— Start of DATA SECTION —
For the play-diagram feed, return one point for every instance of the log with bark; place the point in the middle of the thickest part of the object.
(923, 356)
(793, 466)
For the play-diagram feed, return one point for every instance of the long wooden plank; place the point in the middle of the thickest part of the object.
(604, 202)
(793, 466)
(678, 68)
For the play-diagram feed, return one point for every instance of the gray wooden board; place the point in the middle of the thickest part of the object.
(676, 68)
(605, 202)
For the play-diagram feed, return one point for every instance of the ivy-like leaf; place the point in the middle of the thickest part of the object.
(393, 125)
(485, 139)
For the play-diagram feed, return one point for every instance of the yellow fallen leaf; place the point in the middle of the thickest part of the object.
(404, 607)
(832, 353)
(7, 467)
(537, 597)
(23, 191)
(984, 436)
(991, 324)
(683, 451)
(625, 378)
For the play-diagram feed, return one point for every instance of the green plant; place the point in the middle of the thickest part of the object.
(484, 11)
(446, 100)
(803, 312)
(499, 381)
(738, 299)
— End of DATA SECTION —
* [PROBLEM TO SOLVE] Write out every entry again exactly, please, with nothing missing.

* [IN RESPONSE]
For the play-diagram feed, return one point for every instance of the log with bark; place the point in the middle of the thickest part of the object.
(923, 356)
(793, 466)
For the play-diagram feed, return one point for every instance of the long wooden plank; place the point in the middle of the thickest part of the object.
(604, 202)
(793, 466)
(678, 68)
For the play-diagram feed, return one point for every instance of the gray wooden board; place the point in the middle of the thickest part of the object.
(676, 68)
(605, 202)
For the play-diagram feed, return one point for every instance of the ivy-like leaf; place the point in the middle of the thickest part of the object.
(393, 125)
(485, 139)
For the play-diagram feed, return one point for every instance of the yellow fallen leaf; place the point in the middle of the thickest part of the object.
(404, 607)
(832, 353)
(7, 467)
(537, 597)
(23, 191)
(984, 436)
(991, 324)
(683, 451)
(625, 378)
For the play-diagram feed, return one point for every instance of the green plant; place the point in the middle of the thickest part of the object.
(484, 11)
(446, 100)
(803, 312)
(499, 381)
(738, 299)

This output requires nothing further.